- _Consegna scritta A_
Riporta dal brano sul Vittoriano tutto il passo che va da "Tutti gli artisti" giù fino a "e così complessa.", senza cambiare nulla.

- _Brano da leggere_

L’altare della Patria è una porzione del complesso, nata da un’idea del 1906. Realizzato, dopo un lungo dibattito, dallo scultore bresciano Angelo Zanelli, che aveva vinto il concorso, viene completato, dopo la traslazione del Milite Ignoto, nel 1921. Nel 1958 viene collocata la statua della dea Roma.
Fra il 1924 e il 1927 vengono posizionati sui propilei: la ‘quadriglia dell’Unità’ di Carlo Fontana e la ’quadriglia della libertà’ di Paolo Bartolini.
Tutti gli artisti e artigiani che lavorarono al Vittoriano, in particolare i 70 scultori provenienti da ogni parte d’Italia, considerarono un onore partecipare ad una impresa così grande e così complessa.
Nel 1987  iniziano i primi lavori di restauro protrattisi si può dire fino ad oggi, recuperando e rendendo impermeabili le terrazze e le scalee di copertura dell’avancorpo di destra. Vengono rifatti i grandi lucernai, gran parte della pavimentazione, ripristinate le due fontane laterali raffiguranti il Tirreno e l’Adriatico e sbloccato il meccanismo di sollevamento della cancellata in ferro, rimasta bloccata per anni sotto la quota del terreno. Si è pure rinvenuta all’interno del cavallo del re una pergamena con le firme dei partecipanti ad un brindisi, tra cui il proprietario della fonderia che eseguì la statua, G.B. Bastianelli, e l’architetto M. Manfredi.

- _Elenco dei dati_

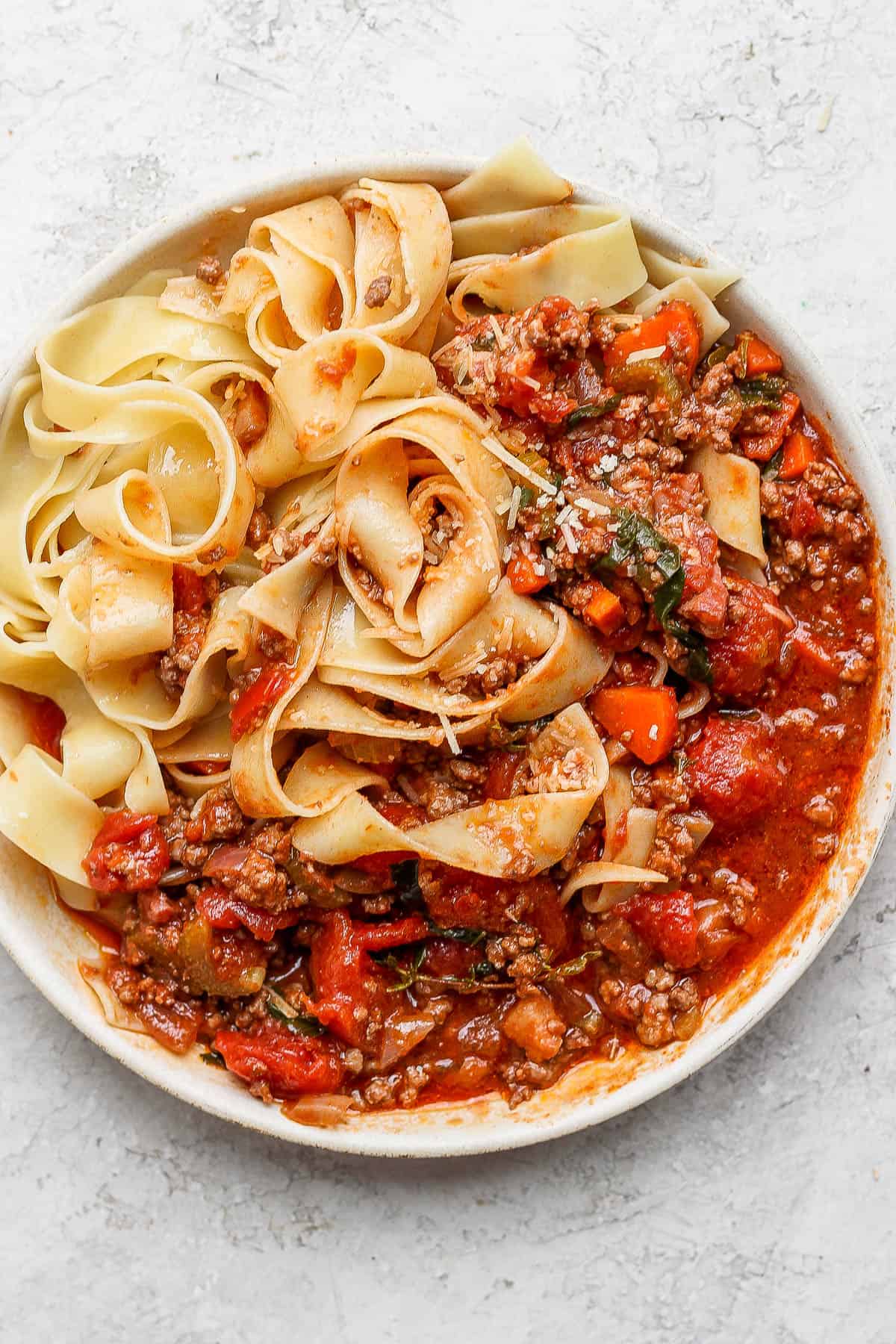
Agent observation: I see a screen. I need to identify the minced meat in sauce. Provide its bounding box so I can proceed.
[75,299,877,1116]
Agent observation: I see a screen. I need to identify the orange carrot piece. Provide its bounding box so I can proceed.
[778,429,815,481]
[747,332,785,378]
[591,685,679,765]
[603,299,701,378]
[506,551,551,593]
[582,583,625,635]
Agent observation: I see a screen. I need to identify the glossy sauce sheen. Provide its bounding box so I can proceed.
[64,308,877,1109]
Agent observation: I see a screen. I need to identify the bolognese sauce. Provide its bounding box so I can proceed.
[72,294,877,1119]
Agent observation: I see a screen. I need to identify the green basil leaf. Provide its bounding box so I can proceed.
[565,393,622,429]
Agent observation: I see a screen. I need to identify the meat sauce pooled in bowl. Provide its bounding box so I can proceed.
[0,146,877,1124]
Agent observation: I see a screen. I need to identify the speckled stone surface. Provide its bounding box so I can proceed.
[0,0,896,1344]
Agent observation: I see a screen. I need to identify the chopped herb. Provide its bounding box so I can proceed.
[738,373,787,407]
[738,332,750,378]
[264,985,324,1036]
[762,447,785,481]
[672,751,688,776]
[466,961,494,984]
[392,859,423,906]
[598,508,712,684]
[430,924,488,948]
[653,566,685,629]
[550,948,603,980]
[565,393,622,429]
[612,359,684,415]
[375,942,426,995]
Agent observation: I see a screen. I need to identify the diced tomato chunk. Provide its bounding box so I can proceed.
[423,865,570,951]
[311,910,429,1045]
[172,564,205,615]
[706,575,785,700]
[740,393,799,462]
[20,691,66,761]
[81,809,168,894]
[506,551,551,594]
[423,938,484,980]
[588,685,679,765]
[603,299,701,379]
[614,891,697,968]
[196,887,305,942]
[230,662,294,742]
[214,1023,345,1097]
[688,715,785,827]
[484,751,525,798]
[778,481,821,541]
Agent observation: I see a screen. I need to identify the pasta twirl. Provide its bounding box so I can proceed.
[0,140,876,1124]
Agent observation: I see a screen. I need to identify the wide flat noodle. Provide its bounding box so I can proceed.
[336,411,505,657]
[688,445,768,568]
[214,196,355,368]
[341,178,451,353]
[451,217,647,321]
[317,579,612,723]
[442,136,572,219]
[451,205,627,262]
[261,329,437,487]
[641,243,740,299]
[293,704,607,879]
[0,155,765,910]
[0,746,102,882]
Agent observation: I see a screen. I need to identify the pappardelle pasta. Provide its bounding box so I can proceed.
[0,141,877,1124]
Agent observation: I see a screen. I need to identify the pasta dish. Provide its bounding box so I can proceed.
[0,141,877,1124]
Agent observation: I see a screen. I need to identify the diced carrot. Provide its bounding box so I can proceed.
[582,583,625,635]
[740,393,799,462]
[603,299,701,378]
[747,333,785,378]
[778,429,815,481]
[591,685,679,765]
[506,551,551,593]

- _Consegna scritta B_
Nell'elenco, sostituisci "chopped herb" con "fresh herb" nelle righe che vanno da quella che contiene "identify the speckled" giù fino a quella che contiene "[375,942,426,995]", entrambe comprese. Lascia invariato tutto il resto e restituisci soltanto queste righe.

- _Esito del compito A_
Tutti gli artisti e artigiani che lavorarono al Vittoriano, in particolare i 70 scultori provenienti da ogni parte d’Italia, considerarono un onore partecipare ad una impresa così grande e così complessa.

- _Esito del compito B_
Agent observation: I see a screen. I need to identify the speckled stone surface. Provide its bounding box so I can proceed.
[0,0,896,1344]
Agent observation: I see a screen. I need to identify the fresh herb. Provide its bounding box so I can proceed.
[738,373,787,407]
[738,332,750,378]
[264,985,324,1036]
[762,447,785,481]
[672,751,688,776]
[466,961,494,984]
[392,859,423,906]
[598,508,712,684]
[430,924,488,948]
[653,566,685,629]
[550,948,603,980]
[565,393,622,429]
[612,359,684,415]
[375,942,426,995]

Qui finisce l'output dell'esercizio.